TRY IT ▸
Check every line below for the string "tree", and copy the lines that contain it.

Dataset excerpts:
BEGIN
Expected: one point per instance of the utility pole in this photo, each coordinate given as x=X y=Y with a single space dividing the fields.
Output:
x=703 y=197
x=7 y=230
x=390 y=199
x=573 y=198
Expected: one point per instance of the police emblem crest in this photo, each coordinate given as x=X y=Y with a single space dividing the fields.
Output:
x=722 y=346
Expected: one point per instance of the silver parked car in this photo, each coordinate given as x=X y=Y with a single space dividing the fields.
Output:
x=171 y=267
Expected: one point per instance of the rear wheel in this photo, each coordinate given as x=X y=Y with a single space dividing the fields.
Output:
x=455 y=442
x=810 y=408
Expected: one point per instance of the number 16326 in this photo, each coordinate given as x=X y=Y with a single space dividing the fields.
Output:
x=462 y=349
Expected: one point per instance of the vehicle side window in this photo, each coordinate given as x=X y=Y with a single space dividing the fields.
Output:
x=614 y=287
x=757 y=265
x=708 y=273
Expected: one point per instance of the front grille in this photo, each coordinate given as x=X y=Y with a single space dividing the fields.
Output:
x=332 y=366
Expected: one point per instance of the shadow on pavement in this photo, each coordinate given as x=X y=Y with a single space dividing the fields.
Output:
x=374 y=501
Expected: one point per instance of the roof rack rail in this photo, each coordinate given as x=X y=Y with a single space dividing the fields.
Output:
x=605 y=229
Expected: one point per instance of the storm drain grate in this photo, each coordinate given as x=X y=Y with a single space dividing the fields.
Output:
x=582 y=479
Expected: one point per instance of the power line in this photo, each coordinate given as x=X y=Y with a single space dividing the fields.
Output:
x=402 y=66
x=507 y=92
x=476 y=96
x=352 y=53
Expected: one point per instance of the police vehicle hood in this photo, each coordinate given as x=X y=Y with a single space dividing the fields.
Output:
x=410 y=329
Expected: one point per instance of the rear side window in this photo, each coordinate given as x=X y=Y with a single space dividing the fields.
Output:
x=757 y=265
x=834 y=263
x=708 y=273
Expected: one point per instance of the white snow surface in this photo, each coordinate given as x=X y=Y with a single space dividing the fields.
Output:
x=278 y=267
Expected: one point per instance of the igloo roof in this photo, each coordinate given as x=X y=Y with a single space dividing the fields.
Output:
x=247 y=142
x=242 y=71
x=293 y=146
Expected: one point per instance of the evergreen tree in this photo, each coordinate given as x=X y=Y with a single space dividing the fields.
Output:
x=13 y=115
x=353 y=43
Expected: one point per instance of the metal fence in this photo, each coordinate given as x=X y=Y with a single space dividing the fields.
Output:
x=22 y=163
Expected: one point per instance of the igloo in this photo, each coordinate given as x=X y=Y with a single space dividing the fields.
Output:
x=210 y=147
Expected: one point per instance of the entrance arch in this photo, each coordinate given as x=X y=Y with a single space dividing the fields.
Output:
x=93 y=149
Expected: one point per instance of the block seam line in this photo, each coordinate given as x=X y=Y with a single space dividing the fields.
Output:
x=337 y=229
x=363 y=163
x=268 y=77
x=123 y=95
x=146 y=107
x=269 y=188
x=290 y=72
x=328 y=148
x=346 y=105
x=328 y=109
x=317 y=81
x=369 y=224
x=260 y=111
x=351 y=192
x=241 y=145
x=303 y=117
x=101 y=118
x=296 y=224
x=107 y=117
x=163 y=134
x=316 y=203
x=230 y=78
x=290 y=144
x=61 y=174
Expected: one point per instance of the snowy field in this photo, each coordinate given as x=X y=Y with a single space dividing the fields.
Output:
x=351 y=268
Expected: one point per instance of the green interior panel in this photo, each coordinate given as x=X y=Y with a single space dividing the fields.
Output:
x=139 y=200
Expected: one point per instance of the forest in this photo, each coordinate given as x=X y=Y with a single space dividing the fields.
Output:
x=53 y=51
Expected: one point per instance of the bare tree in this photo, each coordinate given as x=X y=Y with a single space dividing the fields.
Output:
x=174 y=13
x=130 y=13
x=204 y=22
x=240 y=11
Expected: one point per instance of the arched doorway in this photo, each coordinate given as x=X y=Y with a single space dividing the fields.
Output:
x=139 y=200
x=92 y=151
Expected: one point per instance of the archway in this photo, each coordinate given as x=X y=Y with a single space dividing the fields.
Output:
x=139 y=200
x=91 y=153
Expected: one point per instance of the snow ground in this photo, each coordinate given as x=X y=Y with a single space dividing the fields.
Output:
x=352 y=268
END
THE ANSWER ▸
Expected: one point per instance of the evergreen tree in this photo, each coordinate given as x=X y=Y with a single space dividing the fields.
Expected: one point per instance of the bare tree in this photo, each coordinate given as x=X y=Y with a single space dividing the fields.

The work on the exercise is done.